## [Selected text]
=== Begin Enclosure ===
During the autumn of 1944, the Southern Soviet Army and the whole Romanian combined forces commenced a multi-stage, full-sized attack, which immediately stalled. Despite their more than tenfold numerical superiority, Soviet and Romanian forces were completely unable to occupy a single fort, and serious damage occurred in only a few völgyzár, as happened in the Mannerheim Line. In several cases (e.g., Gyimesbük), the company-scaled defensive groups (comprising 250 border guards) successfully faced greater-than-division-sized Soviet forces (comprising 10000-15000 soldiers). For every fallen Hungarian border guard on the Arpad Line, 483 Soviet soldiers were killed, despite the severe lack of equipment by the defenders in the völgyzárs. At the end of October, the Hungarian forces retreated in orderly fashion from the Line, because Northern Transylvania fell from the previously protected southern border after Romania had joined the Allies and the subsequent Soviet occupation of Romania. Soviet troops advancing along the Danube had left the Line outflanked.

Despite the unprecedented success of the Árpád Line, only a few researchers have examined the fortress. However, the theory of flexible defense was successfully used later by the Bar Lev Line, and one of the forts in this fortification system has been named after the Hungarian capital, Budapest.
=== End Enclosure ===
## [Complete the following]
1. According to the passage on the Árpád Line, how many Soviet soldiers were killed for every fallen Hungarian border guard?
2. Print the passage on the Árpád Line word for word, from "Despite the unprecedented" up to and including "Hungarian capital, Budapest.".

## [Data to examine]
=== Begin Enclosure ===
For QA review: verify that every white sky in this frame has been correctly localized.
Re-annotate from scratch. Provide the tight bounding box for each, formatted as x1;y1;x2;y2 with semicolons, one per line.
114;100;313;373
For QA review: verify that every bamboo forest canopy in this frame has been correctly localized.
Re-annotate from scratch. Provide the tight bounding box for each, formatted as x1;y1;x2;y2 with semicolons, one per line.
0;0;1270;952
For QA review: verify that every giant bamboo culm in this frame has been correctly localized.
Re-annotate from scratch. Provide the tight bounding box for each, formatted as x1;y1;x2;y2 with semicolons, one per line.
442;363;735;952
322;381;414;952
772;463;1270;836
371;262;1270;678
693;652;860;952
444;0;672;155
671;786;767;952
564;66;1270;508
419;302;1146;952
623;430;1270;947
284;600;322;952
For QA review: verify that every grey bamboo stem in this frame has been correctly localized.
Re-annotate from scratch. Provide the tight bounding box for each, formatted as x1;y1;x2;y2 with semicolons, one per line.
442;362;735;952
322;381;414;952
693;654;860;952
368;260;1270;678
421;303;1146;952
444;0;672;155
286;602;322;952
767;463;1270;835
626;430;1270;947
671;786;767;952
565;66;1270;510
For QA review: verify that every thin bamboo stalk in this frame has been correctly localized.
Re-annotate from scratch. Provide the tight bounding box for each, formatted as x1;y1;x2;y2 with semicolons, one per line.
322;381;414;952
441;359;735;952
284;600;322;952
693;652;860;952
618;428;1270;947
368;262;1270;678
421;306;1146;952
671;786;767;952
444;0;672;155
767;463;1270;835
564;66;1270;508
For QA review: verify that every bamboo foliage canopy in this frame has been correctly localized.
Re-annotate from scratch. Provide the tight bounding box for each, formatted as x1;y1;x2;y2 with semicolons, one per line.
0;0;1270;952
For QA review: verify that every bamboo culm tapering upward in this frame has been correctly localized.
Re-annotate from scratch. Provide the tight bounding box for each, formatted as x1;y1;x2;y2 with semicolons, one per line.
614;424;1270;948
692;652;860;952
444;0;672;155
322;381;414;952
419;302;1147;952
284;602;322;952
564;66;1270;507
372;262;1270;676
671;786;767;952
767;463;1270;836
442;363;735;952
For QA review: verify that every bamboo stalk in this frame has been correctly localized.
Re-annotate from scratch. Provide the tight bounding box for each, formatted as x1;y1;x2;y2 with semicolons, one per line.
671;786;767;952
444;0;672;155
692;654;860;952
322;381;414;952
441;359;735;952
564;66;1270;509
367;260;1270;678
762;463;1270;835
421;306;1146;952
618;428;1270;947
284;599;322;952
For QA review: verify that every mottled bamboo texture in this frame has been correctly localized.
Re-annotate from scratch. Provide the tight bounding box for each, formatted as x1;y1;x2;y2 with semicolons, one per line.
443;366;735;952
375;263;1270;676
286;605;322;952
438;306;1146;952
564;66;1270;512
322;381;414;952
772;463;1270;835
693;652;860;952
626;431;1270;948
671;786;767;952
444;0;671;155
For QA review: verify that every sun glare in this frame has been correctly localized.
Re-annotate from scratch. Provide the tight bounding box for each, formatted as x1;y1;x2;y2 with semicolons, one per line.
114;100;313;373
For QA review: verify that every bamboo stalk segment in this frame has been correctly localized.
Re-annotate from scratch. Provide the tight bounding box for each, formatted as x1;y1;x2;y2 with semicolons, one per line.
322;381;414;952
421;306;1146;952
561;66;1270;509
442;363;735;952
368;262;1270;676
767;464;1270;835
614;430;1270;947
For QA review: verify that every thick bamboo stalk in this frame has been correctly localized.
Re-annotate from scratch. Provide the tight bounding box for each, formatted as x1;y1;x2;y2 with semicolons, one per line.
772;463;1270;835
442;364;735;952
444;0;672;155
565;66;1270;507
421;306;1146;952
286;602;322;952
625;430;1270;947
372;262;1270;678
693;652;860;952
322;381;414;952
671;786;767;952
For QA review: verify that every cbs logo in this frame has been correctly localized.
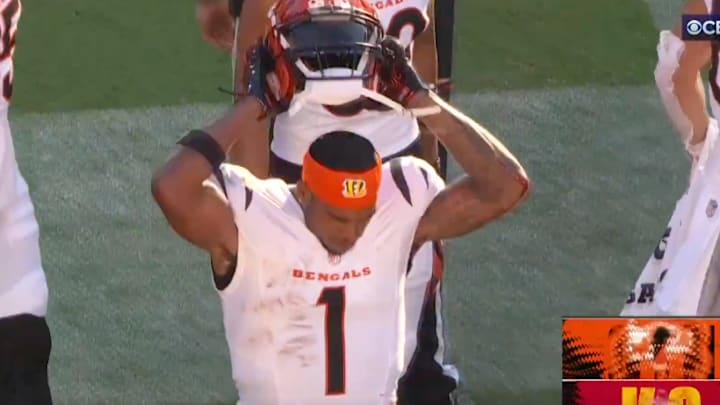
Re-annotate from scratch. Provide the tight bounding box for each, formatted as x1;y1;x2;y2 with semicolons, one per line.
685;20;720;37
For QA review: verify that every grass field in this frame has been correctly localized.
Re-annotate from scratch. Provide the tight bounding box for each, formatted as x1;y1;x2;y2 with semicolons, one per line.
5;0;687;405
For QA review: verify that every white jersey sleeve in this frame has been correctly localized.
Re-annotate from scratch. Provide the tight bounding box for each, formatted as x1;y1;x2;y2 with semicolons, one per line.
389;156;445;222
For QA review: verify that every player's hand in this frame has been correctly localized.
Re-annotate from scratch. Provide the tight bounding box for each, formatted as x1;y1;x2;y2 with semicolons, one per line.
245;41;288;116
195;0;235;52
380;36;428;107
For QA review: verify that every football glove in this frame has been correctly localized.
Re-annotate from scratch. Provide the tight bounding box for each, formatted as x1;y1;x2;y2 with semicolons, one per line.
245;41;287;118
380;36;429;107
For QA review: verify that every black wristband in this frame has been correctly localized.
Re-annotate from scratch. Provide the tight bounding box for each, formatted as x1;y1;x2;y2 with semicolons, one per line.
228;0;243;18
177;129;225;171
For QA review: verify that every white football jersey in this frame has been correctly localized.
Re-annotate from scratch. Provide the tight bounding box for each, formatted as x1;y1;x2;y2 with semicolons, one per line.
271;0;430;165
219;157;444;405
0;0;48;318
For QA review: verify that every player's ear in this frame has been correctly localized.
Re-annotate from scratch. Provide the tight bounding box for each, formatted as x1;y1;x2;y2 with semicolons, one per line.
296;180;312;206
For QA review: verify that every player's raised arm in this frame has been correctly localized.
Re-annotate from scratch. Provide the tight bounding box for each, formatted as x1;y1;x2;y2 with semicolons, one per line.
152;43;272;275
195;0;235;52
412;0;440;173
228;0;275;178
409;92;530;244
655;0;710;148
382;38;530;244
235;0;275;94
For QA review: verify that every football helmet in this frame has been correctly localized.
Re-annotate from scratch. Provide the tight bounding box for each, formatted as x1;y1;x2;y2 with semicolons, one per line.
266;0;410;115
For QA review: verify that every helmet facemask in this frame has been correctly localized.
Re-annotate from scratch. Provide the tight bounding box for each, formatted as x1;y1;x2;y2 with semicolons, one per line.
275;7;403;115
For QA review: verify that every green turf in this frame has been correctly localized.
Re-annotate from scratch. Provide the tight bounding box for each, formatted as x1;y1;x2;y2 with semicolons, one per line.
15;0;656;111
456;0;657;91
15;0;231;111
12;0;687;405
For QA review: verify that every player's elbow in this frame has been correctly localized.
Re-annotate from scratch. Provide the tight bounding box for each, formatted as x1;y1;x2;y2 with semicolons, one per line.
501;168;533;212
150;169;178;214
486;167;533;215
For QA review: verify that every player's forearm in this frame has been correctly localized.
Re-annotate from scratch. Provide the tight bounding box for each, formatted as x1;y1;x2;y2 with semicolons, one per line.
412;93;529;210
673;71;709;144
152;97;260;205
420;122;440;173
228;120;270;179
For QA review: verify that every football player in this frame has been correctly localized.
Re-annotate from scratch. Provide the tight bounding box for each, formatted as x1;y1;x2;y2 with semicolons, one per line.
201;0;459;404
152;27;529;405
621;0;720;316
0;0;52;405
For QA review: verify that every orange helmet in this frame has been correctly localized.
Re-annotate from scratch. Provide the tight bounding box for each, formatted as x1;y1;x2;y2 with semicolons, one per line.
265;0;384;111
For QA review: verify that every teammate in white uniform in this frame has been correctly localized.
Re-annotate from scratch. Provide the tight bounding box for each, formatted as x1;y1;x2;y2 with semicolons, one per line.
198;0;459;404
0;0;51;404
622;0;720;316
152;33;529;405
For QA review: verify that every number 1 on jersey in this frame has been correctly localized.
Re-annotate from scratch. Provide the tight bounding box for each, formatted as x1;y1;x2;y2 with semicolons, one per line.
317;286;345;395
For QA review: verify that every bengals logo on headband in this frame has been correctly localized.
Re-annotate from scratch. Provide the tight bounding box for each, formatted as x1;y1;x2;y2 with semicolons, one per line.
343;179;367;198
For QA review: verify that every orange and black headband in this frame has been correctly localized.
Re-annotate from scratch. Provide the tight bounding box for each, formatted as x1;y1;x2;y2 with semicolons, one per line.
302;152;382;210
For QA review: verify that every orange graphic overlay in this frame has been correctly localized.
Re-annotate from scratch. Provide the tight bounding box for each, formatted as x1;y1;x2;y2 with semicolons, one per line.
563;318;720;380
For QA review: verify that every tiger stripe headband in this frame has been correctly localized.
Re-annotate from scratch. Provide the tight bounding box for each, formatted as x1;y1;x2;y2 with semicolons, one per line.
302;152;382;210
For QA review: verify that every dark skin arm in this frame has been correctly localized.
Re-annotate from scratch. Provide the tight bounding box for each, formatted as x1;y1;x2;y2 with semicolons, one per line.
151;97;261;277
409;91;530;246
412;2;439;169
673;0;710;144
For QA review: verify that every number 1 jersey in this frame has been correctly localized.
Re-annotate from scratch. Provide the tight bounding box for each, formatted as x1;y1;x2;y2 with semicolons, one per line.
219;157;444;405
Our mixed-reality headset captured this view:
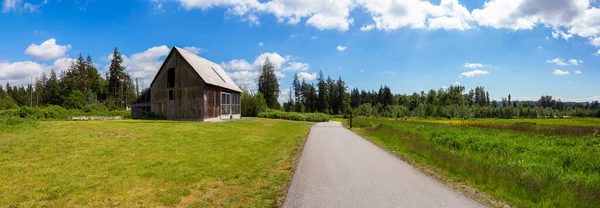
=== End Enclosure ===
## [Answers to the exercise]
1. 483 Soviet soldiers were killed for every fallen Hungarian border guard.

2.
Despite the unprecedented success of the Árpád Line, only a few researchers have examined the fortress. However, the theory of flexible defense was successfully used later by the Bar Lev Line, and one of the forts in this fortification system has been named after the Hungarian capital, Budapest.